:: Given data ::
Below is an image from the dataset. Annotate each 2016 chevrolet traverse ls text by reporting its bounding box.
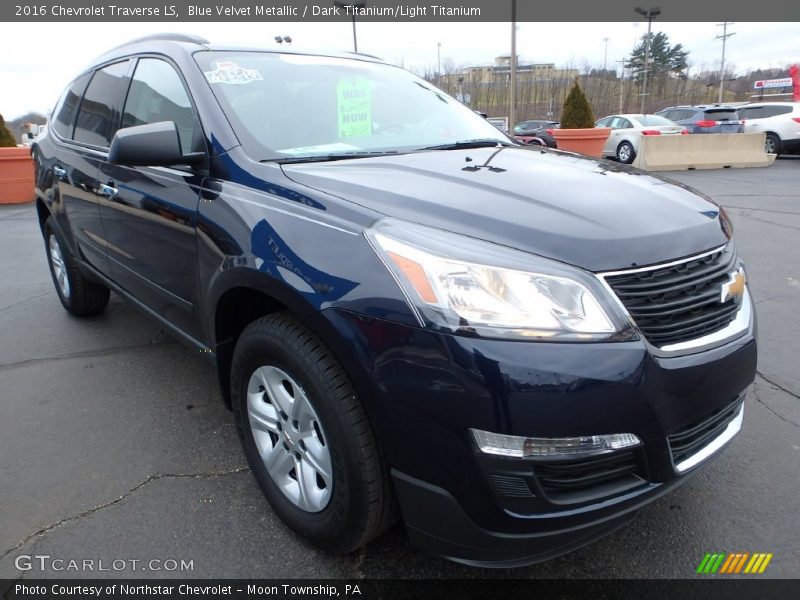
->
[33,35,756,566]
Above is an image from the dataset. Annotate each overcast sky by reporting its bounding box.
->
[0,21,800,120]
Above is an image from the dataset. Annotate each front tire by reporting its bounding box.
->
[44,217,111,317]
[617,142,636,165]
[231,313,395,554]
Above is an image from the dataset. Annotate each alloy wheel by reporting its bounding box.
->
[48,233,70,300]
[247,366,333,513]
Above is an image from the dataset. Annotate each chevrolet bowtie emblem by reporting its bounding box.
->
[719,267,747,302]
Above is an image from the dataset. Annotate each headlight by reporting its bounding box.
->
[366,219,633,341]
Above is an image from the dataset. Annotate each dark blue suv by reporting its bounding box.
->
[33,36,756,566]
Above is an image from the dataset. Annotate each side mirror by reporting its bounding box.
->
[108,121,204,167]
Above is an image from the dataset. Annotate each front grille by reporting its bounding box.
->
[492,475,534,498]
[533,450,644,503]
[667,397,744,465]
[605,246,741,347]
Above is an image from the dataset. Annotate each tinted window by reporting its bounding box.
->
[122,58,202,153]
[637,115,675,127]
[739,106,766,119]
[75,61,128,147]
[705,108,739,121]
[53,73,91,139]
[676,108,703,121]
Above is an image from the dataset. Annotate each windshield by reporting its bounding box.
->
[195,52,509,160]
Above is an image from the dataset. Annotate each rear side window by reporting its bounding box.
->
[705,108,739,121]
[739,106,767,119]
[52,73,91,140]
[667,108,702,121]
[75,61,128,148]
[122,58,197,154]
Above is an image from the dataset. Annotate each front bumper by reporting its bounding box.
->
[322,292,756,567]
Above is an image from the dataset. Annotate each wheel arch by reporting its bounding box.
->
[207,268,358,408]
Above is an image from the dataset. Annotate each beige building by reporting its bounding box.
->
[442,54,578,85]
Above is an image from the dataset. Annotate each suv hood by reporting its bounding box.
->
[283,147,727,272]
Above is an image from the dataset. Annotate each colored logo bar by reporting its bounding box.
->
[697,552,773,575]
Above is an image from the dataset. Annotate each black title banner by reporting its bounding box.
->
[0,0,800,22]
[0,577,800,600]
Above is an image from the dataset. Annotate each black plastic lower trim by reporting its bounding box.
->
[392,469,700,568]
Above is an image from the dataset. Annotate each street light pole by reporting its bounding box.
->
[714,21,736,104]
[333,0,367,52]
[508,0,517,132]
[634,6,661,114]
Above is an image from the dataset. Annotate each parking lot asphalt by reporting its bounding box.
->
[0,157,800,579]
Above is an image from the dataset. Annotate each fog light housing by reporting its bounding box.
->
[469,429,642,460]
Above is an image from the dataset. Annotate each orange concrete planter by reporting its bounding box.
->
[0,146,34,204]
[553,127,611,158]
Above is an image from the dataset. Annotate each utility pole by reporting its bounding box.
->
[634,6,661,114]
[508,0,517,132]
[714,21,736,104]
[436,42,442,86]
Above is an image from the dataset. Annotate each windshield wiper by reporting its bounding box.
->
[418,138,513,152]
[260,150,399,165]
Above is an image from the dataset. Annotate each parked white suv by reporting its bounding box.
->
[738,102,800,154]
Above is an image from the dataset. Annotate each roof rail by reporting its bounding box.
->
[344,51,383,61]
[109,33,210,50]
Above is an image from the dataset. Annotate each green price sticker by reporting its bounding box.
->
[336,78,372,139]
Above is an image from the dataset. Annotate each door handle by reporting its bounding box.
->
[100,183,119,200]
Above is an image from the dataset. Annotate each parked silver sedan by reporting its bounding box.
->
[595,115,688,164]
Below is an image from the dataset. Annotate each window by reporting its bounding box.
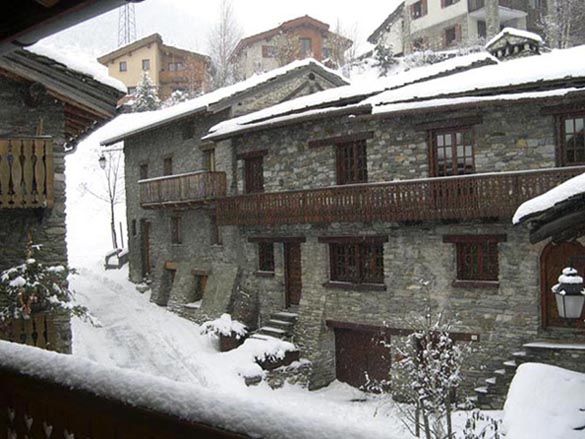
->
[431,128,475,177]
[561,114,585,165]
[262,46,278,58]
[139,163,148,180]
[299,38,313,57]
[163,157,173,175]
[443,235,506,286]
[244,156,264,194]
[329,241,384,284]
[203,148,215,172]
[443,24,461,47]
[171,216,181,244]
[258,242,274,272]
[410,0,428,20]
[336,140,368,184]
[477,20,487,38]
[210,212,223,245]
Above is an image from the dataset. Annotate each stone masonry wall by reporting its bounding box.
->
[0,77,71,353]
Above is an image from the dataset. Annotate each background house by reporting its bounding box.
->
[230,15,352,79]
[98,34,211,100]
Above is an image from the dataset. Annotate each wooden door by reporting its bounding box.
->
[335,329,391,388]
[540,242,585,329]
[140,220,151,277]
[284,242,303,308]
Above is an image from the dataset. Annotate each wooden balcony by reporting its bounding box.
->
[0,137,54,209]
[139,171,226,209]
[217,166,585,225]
:::
:: Given data ::
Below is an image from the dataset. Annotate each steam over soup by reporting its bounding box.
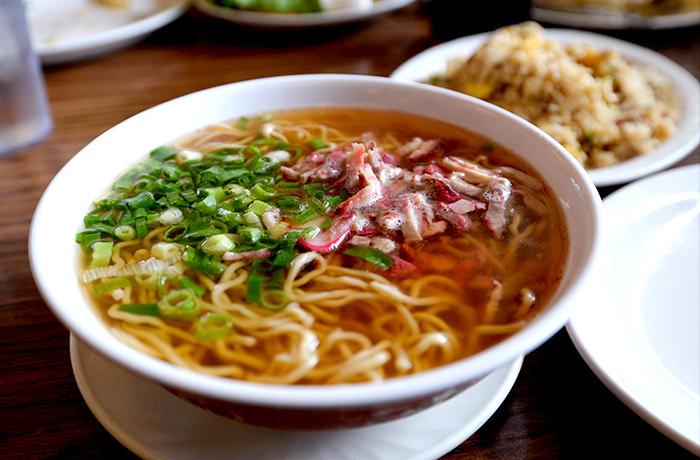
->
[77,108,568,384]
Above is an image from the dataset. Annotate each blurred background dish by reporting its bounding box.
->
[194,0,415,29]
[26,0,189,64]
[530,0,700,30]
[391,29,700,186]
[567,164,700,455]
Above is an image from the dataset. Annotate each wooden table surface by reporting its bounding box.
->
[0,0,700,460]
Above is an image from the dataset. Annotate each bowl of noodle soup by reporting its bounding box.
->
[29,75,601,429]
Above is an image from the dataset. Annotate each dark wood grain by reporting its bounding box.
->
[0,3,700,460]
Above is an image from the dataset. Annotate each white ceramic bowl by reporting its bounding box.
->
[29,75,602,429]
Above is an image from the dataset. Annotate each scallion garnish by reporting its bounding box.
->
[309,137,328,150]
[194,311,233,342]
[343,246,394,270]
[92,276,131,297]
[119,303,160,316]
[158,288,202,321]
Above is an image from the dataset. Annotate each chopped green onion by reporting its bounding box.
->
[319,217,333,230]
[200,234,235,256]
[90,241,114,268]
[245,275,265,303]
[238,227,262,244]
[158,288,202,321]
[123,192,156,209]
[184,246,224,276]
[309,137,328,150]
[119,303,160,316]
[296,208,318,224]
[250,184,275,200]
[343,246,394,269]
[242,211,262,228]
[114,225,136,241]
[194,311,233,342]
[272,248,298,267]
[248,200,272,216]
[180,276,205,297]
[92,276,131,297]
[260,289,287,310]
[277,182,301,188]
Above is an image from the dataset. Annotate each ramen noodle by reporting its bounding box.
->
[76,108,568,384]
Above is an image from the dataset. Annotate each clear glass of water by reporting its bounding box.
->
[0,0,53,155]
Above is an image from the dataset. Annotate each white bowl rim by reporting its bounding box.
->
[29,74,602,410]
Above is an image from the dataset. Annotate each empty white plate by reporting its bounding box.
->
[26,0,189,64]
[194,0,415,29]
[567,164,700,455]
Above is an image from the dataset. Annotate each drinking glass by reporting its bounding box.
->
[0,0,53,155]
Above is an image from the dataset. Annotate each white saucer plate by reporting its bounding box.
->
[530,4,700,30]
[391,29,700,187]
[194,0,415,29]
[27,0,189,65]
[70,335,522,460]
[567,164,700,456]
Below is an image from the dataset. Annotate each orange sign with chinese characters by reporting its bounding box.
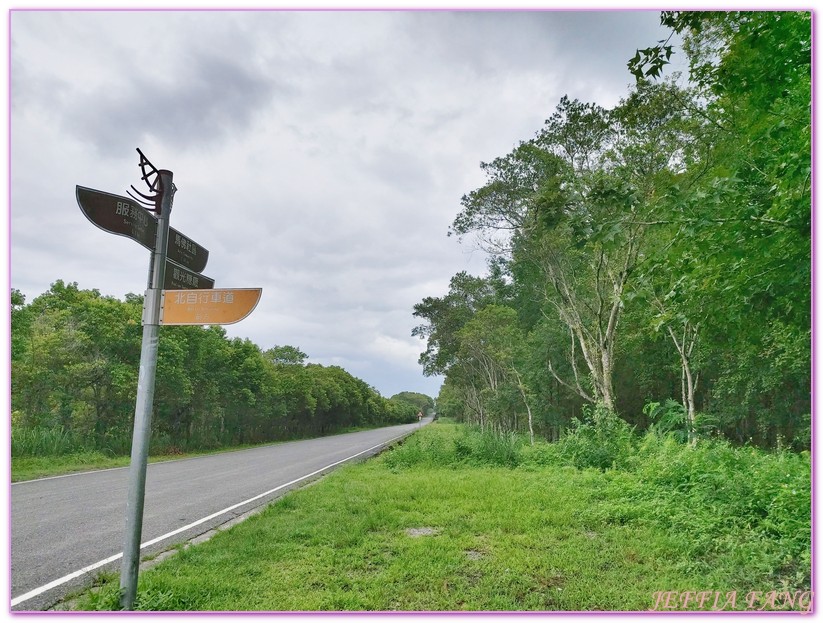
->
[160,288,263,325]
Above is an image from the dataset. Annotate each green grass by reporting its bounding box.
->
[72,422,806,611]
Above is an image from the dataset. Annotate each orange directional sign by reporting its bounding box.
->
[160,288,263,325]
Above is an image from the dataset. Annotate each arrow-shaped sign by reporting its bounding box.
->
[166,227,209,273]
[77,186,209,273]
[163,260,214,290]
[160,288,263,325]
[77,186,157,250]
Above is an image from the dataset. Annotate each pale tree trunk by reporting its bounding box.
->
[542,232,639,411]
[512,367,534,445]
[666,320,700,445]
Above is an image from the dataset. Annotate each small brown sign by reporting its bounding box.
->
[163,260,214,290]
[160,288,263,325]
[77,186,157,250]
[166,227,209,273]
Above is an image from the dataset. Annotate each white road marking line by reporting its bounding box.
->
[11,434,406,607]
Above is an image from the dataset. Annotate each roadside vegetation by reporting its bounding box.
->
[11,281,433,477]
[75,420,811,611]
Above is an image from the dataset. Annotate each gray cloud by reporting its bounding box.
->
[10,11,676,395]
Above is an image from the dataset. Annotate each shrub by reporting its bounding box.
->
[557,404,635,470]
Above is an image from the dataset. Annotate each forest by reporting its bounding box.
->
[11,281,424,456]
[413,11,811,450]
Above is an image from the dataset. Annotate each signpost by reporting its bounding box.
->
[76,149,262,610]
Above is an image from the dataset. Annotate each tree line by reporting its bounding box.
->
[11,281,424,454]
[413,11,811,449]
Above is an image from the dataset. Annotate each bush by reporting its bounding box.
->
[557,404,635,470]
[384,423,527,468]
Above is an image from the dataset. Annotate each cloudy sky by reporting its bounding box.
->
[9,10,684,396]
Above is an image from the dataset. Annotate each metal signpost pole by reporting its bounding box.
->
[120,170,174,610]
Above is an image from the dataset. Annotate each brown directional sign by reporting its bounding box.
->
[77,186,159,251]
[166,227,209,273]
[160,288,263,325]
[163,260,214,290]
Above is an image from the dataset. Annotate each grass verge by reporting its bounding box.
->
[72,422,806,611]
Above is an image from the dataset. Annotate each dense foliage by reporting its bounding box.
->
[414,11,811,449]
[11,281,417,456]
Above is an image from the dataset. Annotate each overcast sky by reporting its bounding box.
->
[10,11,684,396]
:::
Turn the stretch of records from the line containing "Above is an image from the dataset. Annotate each wheel" through the line containing "[442,54,578,85]" into a numbered list, leaving out any blank lines.

1. Above is an image from the dataset. Annotate each wheel arch by reporting its bounding box.
2. ->
3. [207,268,358,408]
4. Above is an image from the dataset. Annotate each beige building by reporting its bounding box.
5. ->
6. [442,54,578,85]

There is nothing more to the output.